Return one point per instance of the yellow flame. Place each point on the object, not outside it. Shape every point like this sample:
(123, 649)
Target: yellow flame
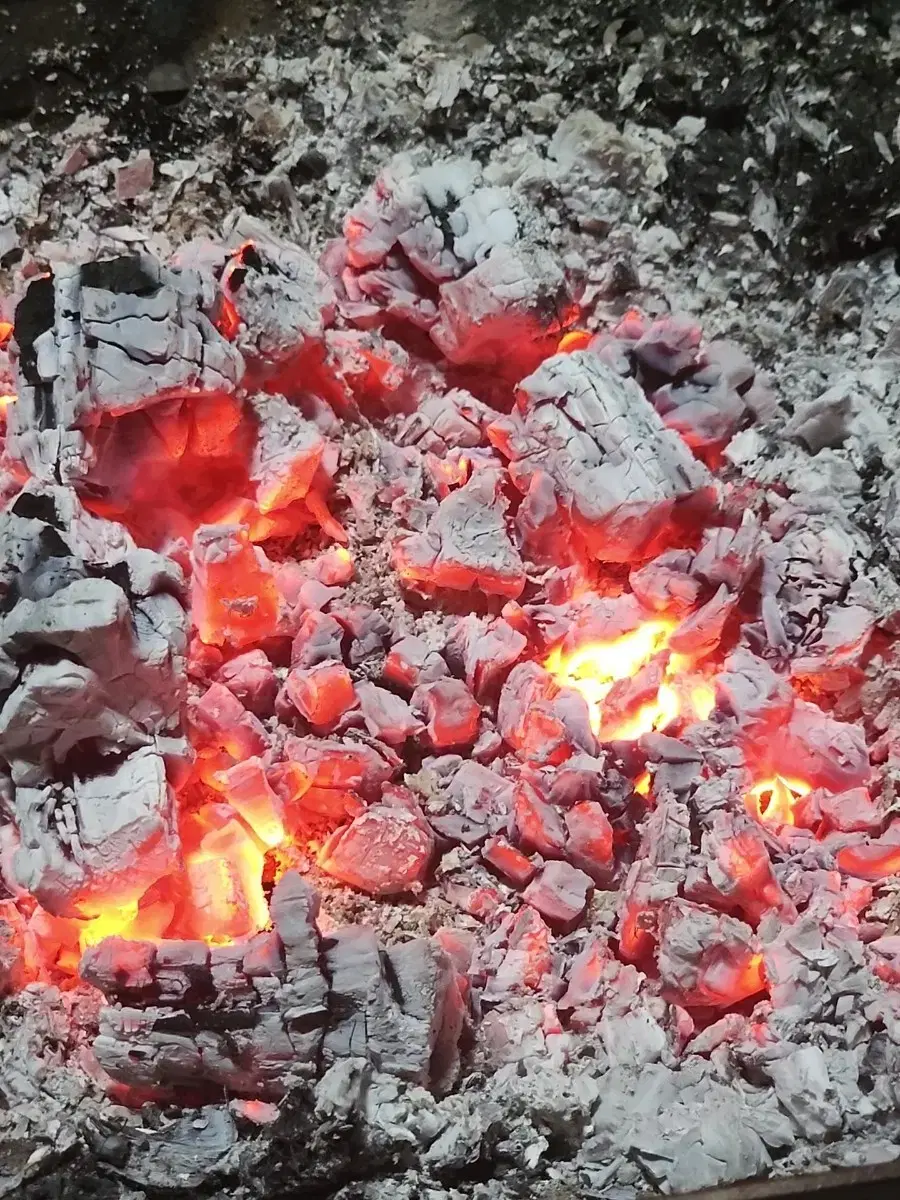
(114, 922)
(594, 667)
(773, 801)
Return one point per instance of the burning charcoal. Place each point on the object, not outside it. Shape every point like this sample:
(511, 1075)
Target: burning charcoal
(251, 678)
(287, 454)
(589, 844)
(347, 765)
(13, 973)
(735, 873)
(669, 347)
(702, 631)
(616, 467)
(496, 312)
(223, 871)
(385, 851)
(481, 795)
(411, 663)
(666, 585)
(579, 780)
(835, 654)
(852, 811)
(450, 712)
(319, 639)
(466, 544)
(120, 969)
(534, 723)
(486, 651)
(525, 957)
(388, 718)
(246, 789)
(538, 826)
(654, 877)
(707, 960)
(729, 557)
(334, 568)
(874, 858)
(221, 721)
(234, 597)
(509, 862)
(111, 837)
(108, 337)
(367, 629)
(559, 894)
(322, 694)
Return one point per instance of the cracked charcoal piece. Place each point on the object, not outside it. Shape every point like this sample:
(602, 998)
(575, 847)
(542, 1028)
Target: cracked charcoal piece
(108, 337)
(384, 851)
(466, 544)
(348, 721)
(619, 473)
(282, 299)
(309, 996)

=======

Reescreva todas as linhas dos registros acima em forma de lista numerada, sem as linhas em branco. Não inclua as imagens na resposta.

1. Return one point per instance of the yellow flame. Place each point on the object, not outside it. Shape every point like this sample:
2. (123, 649)
3. Target: yellow flame
4. (114, 922)
5. (594, 667)
6. (773, 801)
7. Return one point per instance of the burning charcoal. Place each point on the object, not outside it. Shape every point like this sample:
8. (511, 1075)
9. Target: burning charcoal
10. (251, 678)
11. (287, 454)
12. (589, 844)
13. (347, 765)
14. (13, 973)
15. (735, 873)
16. (669, 347)
17. (702, 631)
18. (616, 467)
19. (496, 312)
20. (223, 871)
21. (385, 851)
22. (481, 795)
23. (411, 663)
24. (666, 585)
25. (579, 780)
26. (835, 654)
27. (852, 811)
28. (450, 712)
29. (319, 639)
30. (466, 544)
31. (120, 969)
32. (534, 723)
33. (486, 651)
34. (525, 957)
35. (388, 718)
36. (246, 789)
37. (538, 826)
38. (654, 877)
39. (707, 960)
40. (729, 557)
41. (334, 568)
42. (874, 858)
43. (221, 721)
44. (234, 597)
45. (509, 862)
46. (111, 837)
47. (108, 337)
48. (367, 629)
49. (559, 894)
50. (322, 694)
51. Return one point per instance of the cracked charcoal piece. Place each point on the object, not outside it. Shape every point like this sample:
52. (602, 998)
53. (575, 847)
54. (542, 1028)
55. Target: cracked charcoal piece
56. (108, 337)
57. (384, 851)
58. (466, 544)
59. (348, 721)
60. (619, 473)
61. (282, 299)
62. (309, 996)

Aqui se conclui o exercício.